Exercise tasks =>
1 – In the text on diagnosing GSD-I, what percentage of standard enzyme activity does G6Pase show in GSD-I patients?
2 – Pick up the text on diagnosing GSD-I after its final sentence and carry it forward.

Text for analysis =>

Fortunately with the advances in modern medicine, it is very easy to diagnose GSD-I. Since GSD-I can result in hypoglycemia, hyperuricemia, and hyperglyceridemia, lactic acidosis, testing a pateint’s blood serum for abnormal blood glucose (<60mg/dL), lactate (>2.5 mmol,L), uric acid (>5.0 mg/dL), and glyceride (>250 mg/dL) concentrations is a reliable method to determine if a patient has GSD-I (Fernandes et al., 1972). A GSD-I diagnosis is further strengthened by a glucagon/epinephrine test (adminstrating glucagon or epinephrine does not increase blood glucose levels, but increases blood lactate levels) and liver histology (surgical dissection and analysis of liver tissue for excessive buildup of glycogen). For definitive tests which confirm GSD-I, then a G6Pase and/or G6Pase translocase activity assay and genetic test will confirm the results. For a G6Pase/G6Pase translocase activity assay, the enzyme’s activity level is tested and compared to standard enzyme activity levels. In GSD-I patients, the G6Pase activity is 10% of the standard enzyme and G6Pase translocase activity is 15% of the standard enzyme. The genetic test is the most definitive and accurate diagnostic tool available to determine GSD-I because it will allow doctors and scientists to scan a patient’s G6PC and SLC37A4 regions of the DNA for mutations. If there is 1 of the known 80 mutation at either of these two locations, then the patient can accurately be diagnosis with GSD-I.

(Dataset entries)
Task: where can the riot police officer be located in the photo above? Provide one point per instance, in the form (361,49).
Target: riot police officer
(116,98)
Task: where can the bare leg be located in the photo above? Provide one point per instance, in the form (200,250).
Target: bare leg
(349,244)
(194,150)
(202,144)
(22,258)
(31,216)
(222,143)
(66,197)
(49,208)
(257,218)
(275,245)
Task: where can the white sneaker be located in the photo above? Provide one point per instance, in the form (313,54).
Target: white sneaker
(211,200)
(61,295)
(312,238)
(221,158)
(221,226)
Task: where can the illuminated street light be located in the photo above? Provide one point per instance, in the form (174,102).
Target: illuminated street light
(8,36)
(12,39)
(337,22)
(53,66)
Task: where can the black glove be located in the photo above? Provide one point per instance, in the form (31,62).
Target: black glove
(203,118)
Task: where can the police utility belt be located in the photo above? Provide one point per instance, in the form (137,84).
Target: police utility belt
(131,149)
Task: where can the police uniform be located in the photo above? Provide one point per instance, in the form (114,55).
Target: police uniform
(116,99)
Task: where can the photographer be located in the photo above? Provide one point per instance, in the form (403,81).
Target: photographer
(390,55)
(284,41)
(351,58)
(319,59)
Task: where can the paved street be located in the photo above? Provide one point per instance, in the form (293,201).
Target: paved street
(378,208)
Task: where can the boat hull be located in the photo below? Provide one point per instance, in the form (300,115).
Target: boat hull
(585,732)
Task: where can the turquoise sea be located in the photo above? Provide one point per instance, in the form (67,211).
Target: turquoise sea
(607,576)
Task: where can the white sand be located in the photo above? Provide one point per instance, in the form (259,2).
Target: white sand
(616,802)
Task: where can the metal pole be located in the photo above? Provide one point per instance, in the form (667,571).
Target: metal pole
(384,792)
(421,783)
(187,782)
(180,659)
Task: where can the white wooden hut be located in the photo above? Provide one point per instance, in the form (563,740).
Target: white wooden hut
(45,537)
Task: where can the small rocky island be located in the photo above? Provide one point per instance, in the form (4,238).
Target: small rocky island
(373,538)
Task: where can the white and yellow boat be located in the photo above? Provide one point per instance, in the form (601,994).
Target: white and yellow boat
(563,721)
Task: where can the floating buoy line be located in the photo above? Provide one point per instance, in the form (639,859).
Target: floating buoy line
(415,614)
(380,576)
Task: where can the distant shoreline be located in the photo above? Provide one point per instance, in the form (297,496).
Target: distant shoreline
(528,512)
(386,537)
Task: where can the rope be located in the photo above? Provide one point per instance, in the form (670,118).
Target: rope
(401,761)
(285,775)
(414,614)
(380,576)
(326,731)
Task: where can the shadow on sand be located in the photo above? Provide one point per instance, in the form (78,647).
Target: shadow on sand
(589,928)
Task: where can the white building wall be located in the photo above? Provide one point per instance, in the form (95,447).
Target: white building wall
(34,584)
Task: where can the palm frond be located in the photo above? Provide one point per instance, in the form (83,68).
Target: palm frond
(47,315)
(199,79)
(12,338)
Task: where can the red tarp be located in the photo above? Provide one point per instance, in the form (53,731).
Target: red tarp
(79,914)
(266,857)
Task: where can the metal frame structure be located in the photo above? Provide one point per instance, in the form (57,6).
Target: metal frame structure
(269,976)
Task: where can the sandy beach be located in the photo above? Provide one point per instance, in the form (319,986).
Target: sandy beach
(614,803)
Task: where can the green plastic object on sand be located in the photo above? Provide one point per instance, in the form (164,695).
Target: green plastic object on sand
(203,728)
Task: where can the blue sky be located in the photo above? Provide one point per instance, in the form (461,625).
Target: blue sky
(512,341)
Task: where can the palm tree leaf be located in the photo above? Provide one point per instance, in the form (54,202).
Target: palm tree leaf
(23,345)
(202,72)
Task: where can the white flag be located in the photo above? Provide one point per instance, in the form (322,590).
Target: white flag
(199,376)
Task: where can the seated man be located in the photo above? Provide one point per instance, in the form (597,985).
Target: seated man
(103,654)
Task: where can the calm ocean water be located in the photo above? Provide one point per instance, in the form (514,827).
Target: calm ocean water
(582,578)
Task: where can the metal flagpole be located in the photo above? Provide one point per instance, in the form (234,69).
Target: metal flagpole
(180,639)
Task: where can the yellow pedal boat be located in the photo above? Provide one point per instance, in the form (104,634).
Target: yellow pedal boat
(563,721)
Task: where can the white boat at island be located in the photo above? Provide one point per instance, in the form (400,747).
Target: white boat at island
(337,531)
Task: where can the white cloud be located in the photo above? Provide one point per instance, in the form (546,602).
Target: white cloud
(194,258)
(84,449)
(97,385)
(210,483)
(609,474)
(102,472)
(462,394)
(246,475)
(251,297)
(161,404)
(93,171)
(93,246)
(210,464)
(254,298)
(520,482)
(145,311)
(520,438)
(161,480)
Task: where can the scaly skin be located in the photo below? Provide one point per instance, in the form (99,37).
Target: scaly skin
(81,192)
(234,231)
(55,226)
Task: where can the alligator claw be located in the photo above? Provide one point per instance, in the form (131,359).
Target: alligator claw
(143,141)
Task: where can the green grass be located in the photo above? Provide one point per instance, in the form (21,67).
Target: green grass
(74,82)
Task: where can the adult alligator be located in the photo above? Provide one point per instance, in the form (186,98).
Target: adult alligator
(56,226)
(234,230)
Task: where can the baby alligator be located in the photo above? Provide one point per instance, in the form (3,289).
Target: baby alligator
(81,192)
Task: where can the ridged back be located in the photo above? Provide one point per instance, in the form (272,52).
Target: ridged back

Results in order =>
1 – 10%

2 –
Full Context of GSD-I Disease-Free System
GSD-I is a disease resulting from a deficiency of G6Pase (either from the enzyme itself or the translocase protein). In a disease free system, G6Pase function would be normal and enzymatically activity at standard levels in the liver and kidneys. During fasting periods, glycogen would be broken down and converted via gluconeogenesis into G6P. The G6Pase translocase would transport G6P to the membrane bound G6Pase where G6P is converted into glucose via a hydrolysis reaction and removing a phosphate (Chou et al., 2002). The mechanism of G6Pase begins with a nucleophilic attack on the phosphate by His176 which results in a phosphohistidine bond and the destablization of the carbonyl (Chou et al., 2002). The negatively charged oxygen transfers its electrons in order to restore the carbonyl and eliminating the negatively charged glucose (Chou et al., 2002). The negative charged glucose is then protonated by His119 and generating glucose (Chou et al., 2002). The newly produced glucose is then exported out of the cell via glucose transporter proteins. This conversion of G6P into glucose is a normal process of gluconeogenesis and occurs during fasting periods in order to elevate blood glucose levels and maintain homeostasis. Due to maintained levels of blood glucose, glucose travels to vital areas such as the brain and tissues resulting improved neurological function and growth. Due to the fact that there is no buildup of G6P, excessive amounts of G6P are not being converted into excessive amounts of lactate, uric acid, and glycerides (Chou et al., 2002).